▶ _Your task_:
Pull out every line below containing the word "shown".

▶ _Records for this task_:
+---+
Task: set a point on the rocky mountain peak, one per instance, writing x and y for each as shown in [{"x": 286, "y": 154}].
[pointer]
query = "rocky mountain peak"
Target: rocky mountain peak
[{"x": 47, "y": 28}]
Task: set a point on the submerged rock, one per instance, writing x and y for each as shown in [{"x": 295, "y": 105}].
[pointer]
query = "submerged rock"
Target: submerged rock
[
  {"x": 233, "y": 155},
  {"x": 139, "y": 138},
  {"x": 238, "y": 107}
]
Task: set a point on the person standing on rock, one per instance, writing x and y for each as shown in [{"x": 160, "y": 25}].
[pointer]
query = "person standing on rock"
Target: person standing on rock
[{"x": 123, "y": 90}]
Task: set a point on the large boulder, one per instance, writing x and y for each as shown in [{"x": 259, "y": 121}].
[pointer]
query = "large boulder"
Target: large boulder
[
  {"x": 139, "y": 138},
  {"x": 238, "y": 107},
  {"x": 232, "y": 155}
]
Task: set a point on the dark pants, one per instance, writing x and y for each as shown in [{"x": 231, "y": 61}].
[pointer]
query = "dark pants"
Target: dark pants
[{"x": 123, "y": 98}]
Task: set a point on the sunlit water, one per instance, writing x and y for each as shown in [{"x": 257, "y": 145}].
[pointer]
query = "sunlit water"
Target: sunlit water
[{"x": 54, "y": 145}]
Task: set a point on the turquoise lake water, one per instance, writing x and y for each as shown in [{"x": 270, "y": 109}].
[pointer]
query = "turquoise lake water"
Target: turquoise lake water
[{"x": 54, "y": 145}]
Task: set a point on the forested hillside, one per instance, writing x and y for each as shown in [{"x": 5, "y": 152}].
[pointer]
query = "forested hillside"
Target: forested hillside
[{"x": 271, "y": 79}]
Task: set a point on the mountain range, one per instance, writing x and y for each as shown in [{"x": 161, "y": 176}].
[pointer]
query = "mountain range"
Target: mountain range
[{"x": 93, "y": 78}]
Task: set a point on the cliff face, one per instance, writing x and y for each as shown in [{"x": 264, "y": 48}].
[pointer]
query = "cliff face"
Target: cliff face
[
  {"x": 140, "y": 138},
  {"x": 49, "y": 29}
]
+---+
▶ _Exercise answer_:
Task: set a point on the rocky mountain peak, one per instance, writing x and y for each as shown in [{"x": 286, "y": 154}].
Task: set a point on the submerged rock, one per instance, writing x and y for each as shown in [{"x": 295, "y": 105}].
Task: set a point on the person standing on rock, one per instance, writing x and y for each as shown in [{"x": 160, "y": 25}].
Task: set a point on the large boulder, one per instance, writing x and y for each as shown in [{"x": 259, "y": 121}].
Task: set a point on the dark pants, one per instance, writing x and y for each as shown in [{"x": 231, "y": 61}].
Task: set a point on the sunlit water, one per instance, writing x and y for each as shown in [{"x": 257, "y": 145}].
Task: set a point on the turquoise lake water, one per instance, writing x and y for each as shown in [{"x": 270, "y": 109}].
Task: set a point on the forested hillside, one per instance, writing x and y for each as shown in [{"x": 5, "y": 152}].
Task: set a point on the mountain range, one per instance, writing x and y for each as shown in [{"x": 161, "y": 176}].
Task: set a point on the cliff face, one per instance, writing x and y for each as shown in [{"x": 264, "y": 48}].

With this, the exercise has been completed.